↓
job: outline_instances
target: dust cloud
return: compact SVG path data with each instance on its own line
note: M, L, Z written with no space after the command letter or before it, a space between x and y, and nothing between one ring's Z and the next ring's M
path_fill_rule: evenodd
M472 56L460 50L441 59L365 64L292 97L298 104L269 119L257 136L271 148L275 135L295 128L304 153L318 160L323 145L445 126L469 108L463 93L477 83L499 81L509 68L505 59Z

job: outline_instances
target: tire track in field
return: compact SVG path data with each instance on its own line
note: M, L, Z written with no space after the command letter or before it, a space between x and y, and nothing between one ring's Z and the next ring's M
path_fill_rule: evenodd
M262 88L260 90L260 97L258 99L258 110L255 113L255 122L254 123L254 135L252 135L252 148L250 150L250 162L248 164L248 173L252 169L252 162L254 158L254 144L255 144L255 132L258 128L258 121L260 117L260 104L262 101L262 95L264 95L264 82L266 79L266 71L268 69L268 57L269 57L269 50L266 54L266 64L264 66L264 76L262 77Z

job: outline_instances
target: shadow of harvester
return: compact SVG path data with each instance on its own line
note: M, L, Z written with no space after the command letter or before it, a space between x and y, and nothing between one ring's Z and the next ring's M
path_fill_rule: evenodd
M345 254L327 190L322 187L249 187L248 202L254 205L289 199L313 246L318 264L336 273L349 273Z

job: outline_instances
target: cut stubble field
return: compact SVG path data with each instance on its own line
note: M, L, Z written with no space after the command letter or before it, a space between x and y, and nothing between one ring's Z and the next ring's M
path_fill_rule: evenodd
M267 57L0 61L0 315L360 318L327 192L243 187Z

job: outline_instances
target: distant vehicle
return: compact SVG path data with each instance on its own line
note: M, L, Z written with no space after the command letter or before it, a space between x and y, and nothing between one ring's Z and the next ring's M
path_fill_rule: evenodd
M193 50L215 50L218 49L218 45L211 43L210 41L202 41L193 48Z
↑
*Request:* Pick out every line in the rows above that contains the word "target", and copy each one in full.

*Response to the exercise:*
target: dust cloud
target: tire track in field
target: shadow of harvester
target: cut stubble field
target: distant vehicle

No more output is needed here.